Point placement records
◆ ◆ ◆ ◆

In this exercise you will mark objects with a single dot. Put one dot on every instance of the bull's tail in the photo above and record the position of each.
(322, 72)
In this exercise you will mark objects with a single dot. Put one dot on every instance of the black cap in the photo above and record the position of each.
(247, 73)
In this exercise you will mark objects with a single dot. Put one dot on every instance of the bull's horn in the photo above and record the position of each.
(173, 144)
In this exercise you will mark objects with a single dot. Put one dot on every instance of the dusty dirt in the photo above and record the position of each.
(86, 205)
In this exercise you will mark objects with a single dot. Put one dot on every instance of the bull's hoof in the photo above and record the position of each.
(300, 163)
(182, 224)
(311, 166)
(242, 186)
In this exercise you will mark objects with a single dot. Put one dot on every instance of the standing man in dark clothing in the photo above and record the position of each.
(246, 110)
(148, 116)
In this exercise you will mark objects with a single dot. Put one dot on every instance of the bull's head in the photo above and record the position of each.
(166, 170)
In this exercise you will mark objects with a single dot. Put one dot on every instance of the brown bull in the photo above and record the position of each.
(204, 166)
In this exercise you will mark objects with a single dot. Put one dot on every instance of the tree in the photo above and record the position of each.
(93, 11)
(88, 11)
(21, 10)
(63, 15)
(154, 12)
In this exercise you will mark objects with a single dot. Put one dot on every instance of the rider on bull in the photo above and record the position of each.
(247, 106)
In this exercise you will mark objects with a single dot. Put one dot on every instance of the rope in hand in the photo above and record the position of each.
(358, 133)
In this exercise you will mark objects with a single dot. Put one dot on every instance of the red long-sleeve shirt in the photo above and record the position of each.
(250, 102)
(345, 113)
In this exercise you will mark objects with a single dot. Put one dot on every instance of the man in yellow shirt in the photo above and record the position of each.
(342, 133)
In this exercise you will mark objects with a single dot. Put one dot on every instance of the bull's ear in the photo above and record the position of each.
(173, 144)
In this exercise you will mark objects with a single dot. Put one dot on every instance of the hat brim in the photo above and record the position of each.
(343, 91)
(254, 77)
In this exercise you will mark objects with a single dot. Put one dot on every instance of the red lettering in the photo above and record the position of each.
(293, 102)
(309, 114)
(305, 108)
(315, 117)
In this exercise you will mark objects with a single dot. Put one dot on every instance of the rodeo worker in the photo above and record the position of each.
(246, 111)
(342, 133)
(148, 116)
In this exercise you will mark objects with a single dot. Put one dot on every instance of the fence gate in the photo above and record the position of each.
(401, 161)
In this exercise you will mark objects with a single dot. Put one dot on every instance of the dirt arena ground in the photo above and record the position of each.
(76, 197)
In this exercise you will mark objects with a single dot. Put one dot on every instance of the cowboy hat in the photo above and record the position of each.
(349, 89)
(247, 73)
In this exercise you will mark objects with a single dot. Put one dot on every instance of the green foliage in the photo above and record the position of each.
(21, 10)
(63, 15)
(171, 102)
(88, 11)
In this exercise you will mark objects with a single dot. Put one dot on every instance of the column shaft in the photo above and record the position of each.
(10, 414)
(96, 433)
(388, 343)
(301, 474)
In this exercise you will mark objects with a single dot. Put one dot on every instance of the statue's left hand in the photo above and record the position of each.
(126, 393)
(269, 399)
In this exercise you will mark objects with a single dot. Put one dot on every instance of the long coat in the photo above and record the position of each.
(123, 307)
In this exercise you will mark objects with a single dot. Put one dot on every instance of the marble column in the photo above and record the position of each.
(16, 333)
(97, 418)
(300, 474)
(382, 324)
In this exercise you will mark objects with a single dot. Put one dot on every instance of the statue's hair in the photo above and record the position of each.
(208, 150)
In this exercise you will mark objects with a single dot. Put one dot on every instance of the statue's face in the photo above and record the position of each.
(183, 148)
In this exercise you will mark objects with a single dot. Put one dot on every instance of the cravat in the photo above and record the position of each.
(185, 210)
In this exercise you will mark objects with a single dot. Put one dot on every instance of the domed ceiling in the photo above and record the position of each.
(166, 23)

◆ ◆ ◆ ◆

> _WHAT IS EXPECTED_: Rewrite the entries above, replacing every occurrence of "exercise" with "task" and leaving all else unchanged.

> _OUTPUT FOR THIS EXERCISE_:
In this task you will mark objects with a single dot. Put one dot on every instance of the bull's tail in the photo above and record the position of each.
(322, 72)
In this task you will mark objects with a single dot. Put one dot on every instance of the black cap in the photo above and record the position of each.
(247, 73)
In this task you will mark objects with a single dot. Put one dot on every instance of the bull's horn in the photo above and record the position of each.
(173, 144)
In this task you will mark objects with a single dot. Put one dot on every instance of the dusty dirt in the photo above and record the position of each.
(86, 205)
In this task you will mark objects with a single dot. Put one dot on every instance of the bull's hoof in the photo above and record the position of each.
(300, 163)
(182, 224)
(311, 166)
(242, 186)
In this task you will mark objects with a single dot. Put one dot on every instance of the standing man in dark clothing in the photo above and record the position of each.
(246, 110)
(148, 116)
In this task you will mark objects with a single dot. Put one dot on every instance of the bull's head in the photo above and record the position of each.
(166, 170)
In this task you will mark objects with a single dot. Put one dot on every instance of the brown bull in the photo above and record the position of each.
(204, 166)
In this task you will mark objects with a single dot. Put one dot on every instance of the tree in the photo above and record the position of each.
(93, 11)
(88, 11)
(21, 10)
(63, 15)
(154, 12)
In this task you will mark objects with a single dot. Put one dot on every instance of the rider on bull in the photo above and record the position of each.
(247, 106)
In this task you will mark objects with a single dot. Put one dot on every instance of the rope in hand in the photo above and record the position of each.
(358, 133)
In this task you will mark objects with a single dot. Put one dot on every instance of the red long-sleeve shirt in the photo above and record the position of each.
(250, 102)
(345, 113)
In this task you will mark objects with a single dot. Put one dot on every instance of the man in yellow shirt in the photo above and record the position of each.
(342, 133)
In this task you will mark objects with a single dot. Put one dot on every instance of the bull's ear in the photo above and record the position of each.
(173, 144)
In this task you will mark objects with a single dot. Put one dot on every instance of the hat brim in the photo above and record the position of each.
(343, 91)
(254, 77)
In this task you will mark objects with a single dot. Put one dot on every instance of the red lettering in the photo above and record the position of each.
(293, 102)
(309, 114)
(305, 108)
(315, 117)
In this task you will mark objects with a single dot. Put one dot on every instance of the rodeo worker in the photo above and record the position of each.
(246, 111)
(342, 133)
(148, 116)
In this task you will mark objects with a single dot. Put one dot on every instance of the fence gate in the photo above and record the position of each.
(401, 161)
In this task you will mark objects with a single dot. Put one dot on every instance of the dirt arena ground in the photo above and record the position of each.
(76, 197)
In this task you will mark objects with a single dot. Put one dot on every instance of the cowboy hat in the photo above and record the position of each.
(349, 89)
(247, 73)
In this task you will mark objects with a single dot. Put one dot on every instance of the green foliage in the photo above and record the position of each.
(21, 10)
(63, 15)
(171, 102)
(88, 11)
In this task you will mark objects with a single dot. Put one dot on every instance of the column shaft in the photo above and record the position of each.
(10, 414)
(96, 433)
(388, 343)
(301, 474)
In this task you will mark objects with a single dot. Put one dot on every instance of the statue's left hand in the photo above and record the position of each.
(126, 393)
(269, 399)
In this task you will mark objects with a single dot. Put one dot on every instance of the long coat in the photo above and record the position of each.
(123, 307)
In this task you will mark objects with a single dot. Put one dot on every instance of the marble column in the photo above and record the position of each.
(16, 333)
(97, 418)
(300, 474)
(382, 324)
In this task you will mark objects with a single dot. Put one dot on every instance of the statue's hair in the photo above and record the position of each.
(208, 150)
In this task you will mark objects with a single dot. Put one dot on every instance of the statue's face in the photo above and record the position of each.
(183, 148)
In this task you will mark objects with a single dot. Put one dot on every instance of the cravat in the photo above and record the position of each.
(185, 210)
In this task you will mark objects with a single dot. Put one dot on every instance of the domed ceiling in the photo above and record the position of each.
(166, 23)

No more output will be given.